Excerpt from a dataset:
• • • •

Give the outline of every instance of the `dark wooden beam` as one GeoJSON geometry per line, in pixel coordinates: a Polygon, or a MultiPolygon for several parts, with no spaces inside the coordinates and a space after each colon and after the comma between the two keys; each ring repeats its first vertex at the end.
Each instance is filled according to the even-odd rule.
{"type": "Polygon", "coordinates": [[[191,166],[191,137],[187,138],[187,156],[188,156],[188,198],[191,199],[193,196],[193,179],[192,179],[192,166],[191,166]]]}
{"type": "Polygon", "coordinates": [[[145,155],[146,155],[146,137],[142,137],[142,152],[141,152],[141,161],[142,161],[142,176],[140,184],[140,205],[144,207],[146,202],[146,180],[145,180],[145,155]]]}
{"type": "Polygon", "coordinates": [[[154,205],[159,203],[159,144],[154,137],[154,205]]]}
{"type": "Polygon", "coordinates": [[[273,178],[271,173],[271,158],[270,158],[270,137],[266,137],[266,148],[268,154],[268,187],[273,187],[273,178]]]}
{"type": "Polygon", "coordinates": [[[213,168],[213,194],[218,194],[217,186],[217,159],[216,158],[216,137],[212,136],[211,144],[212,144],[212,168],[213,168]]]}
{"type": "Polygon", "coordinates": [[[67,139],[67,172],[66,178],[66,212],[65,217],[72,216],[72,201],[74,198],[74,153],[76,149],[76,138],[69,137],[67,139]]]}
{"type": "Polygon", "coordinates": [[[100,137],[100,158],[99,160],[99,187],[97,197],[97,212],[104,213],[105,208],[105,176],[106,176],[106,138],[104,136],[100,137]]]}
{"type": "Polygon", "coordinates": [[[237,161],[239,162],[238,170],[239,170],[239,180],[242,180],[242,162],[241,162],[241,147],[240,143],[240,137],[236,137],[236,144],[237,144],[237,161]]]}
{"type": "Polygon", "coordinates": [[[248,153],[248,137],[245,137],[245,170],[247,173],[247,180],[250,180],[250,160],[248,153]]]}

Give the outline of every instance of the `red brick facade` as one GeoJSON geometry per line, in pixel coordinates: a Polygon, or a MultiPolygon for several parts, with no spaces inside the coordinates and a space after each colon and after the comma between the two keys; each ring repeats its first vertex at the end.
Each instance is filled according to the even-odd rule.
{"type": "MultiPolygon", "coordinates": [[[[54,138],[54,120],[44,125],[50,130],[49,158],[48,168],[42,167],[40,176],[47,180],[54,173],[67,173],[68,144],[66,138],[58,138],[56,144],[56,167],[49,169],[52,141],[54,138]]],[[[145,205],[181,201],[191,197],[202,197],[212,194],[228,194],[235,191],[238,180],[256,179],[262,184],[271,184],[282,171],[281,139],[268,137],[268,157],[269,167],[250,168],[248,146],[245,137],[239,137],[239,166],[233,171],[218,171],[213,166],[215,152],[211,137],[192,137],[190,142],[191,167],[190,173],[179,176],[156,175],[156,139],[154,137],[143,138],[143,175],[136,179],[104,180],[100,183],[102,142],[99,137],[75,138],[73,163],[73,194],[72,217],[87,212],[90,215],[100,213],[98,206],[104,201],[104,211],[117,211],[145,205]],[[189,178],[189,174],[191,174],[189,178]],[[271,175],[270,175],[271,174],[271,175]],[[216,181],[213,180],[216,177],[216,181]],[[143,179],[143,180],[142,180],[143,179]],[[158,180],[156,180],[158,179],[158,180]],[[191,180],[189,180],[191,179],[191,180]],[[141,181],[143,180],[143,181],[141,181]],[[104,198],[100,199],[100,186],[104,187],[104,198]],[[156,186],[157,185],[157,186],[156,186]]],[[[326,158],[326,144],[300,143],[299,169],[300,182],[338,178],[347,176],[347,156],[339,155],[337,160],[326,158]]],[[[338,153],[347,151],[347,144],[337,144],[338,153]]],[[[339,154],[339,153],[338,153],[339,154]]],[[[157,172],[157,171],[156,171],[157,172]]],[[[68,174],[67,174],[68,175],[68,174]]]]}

• • • •

What to produce — Copy each record from above exactly, and include every line.

Finished answer —
Give the outline of every instance of the `dark wooden beam` as one GeoJSON geometry per line, in pixel coordinates: a Polygon, or a MultiPolygon for several parts, with no spaces inside the coordinates and a space after each colon and after the comma between the two keys; each ring repeats its first vertex at the end.
Each instance is filled according to the even-odd rule.
{"type": "Polygon", "coordinates": [[[191,166],[191,137],[187,138],[187,156],[188,156],[188,198],[191,199],[193,196],[193,179],[192,179],[192,166],[191,166]]]}
{"type": "Polygon", "coordinates": [[[145,155],[146,155],[146,137],[142,137],[142,152],[141,152],[141,161],[142,161],[142,176],[140,184],[140,205],[144,207],[146,202],[146,180],[145,180],[145,155]]]}
{"type": "Polygon", "coordinates": [[[154,205],[159,203],[159,144],[154,137],[154,205]]]}
{"type": "Polygon", "coordinates": [[[273,178],[271,173],[271,158],[270,158],[270,137],[266,137],[266,148],[268,154],[268,187],[273,187],[273,178]]]}
{"type": "Polygon", "coordinates": [[[213,168],[213,194],[218,194],[217,186],[217,159],[216,158],[216,137],[212,136],[211,144],[212,144],[212,168],[213,168]]]}
{"type": "Polygon", "coordinates": [[[67,139],[67,172],[66,178],[66,212],[65,217],[72,216],[72,201],[74,198],[74,153],[76,149],[76,138],[69,137],[67,139]]]}
{"type": "Polygon", "coordinates": [[[100,137],[100,158],[99,160],[99,187],[97,197],[97,212],[104,213],[105,208],[105,176],[106,176],[106,138],[104,136],[100,137]]]}
{"type": "Polygon", "coordinates": [[[237,161],[239,162],[238,170],[239,170],[239,180],[242,180],[242,162],[241,162],[241,147],[240,143],[240,137],[236,137],[236,144],[237,144],[237,161]]]}
{"type": "Polygon", "coordinates": [[[248,153],[248,137],[245,137],[245,170],[247,173],[247,180],[250,180],[250,160],[248,153]]]}

Give the outline of every instance of the `red brick facade` as one GeoJSON geometry per line, in pixel coordinates: a Polygon, or a MultiPolygon for several parts, with no spaces inside the coordinates and a space after each colon and after the comma between the two keys; each ring repeats its first vertex at the end.
Each instance is filled according to the even-odd rule.
{"type": "MultiPolygon", "coordinates": [[[[54,138],[54,120],[44,125],[50,130],[49,158],[48,168],[42,167],[40,176],[47,180],[54,173],[67,173],[68,144],[66,138],[58,138],[56,144],[56,167],[49,169],[52,141],[54,138]]],[[[145,205],[181,201],[191,197],[202,197],[212,194],[228,194],[235,191],[238,180],[256,179],[262,184],[271,184],[282,171],[281,139],[268,137],[268,157],[269,167],[250,168],[248,146],[245,137],[239,137],[239,166],[233,171],[218,171],[213,166],[215,152],[211,137],[192,137],[190,142],[191,167],[190,173],[179,176],[156,175],[156,139],[154,137],[143,138],[143,175],[136,179],[104,180],[100,183],[102,142],[99,137],[75,138],[73,163],[73,194],[72,217],[87,212],[90,215],[100,213],[98,206],[104,201],[104,211],[117,211],[145,205]],[[189,178],[189,174],[191,174],[189,178]],[[271,175],[270,175],[271,174],[271,175]],[[216,181],[213,180],[216,177],[216,181]],[[143,179],[143,180],[142,180],[143,179]],[[158,180],[156,180],[158,179],[158,180]],[[191,180],[189,180],[191,179],[191,180]],[[141,181],[143,180],[143,181],[141,181]],[[104,198],[100,199],[100,186],[104,187],[104,198]],[[156,186],[157,185],[157,186],[156,186]]],[[[326,158],[326,144],[300,143],[299,169],[300,182],[338,178],[347,176],[347,156],[339,155],[337,160],[326,158]]],[[[338,153],[347,151],[347,144],[337,144],[338,153]]],[[[339,154],[339,153],[338,153],[339,154]]],[[[157,172],[157,171],[156,171],[157,172]]],[[[68,174],[67,174],[68,175],[68,174]]]]}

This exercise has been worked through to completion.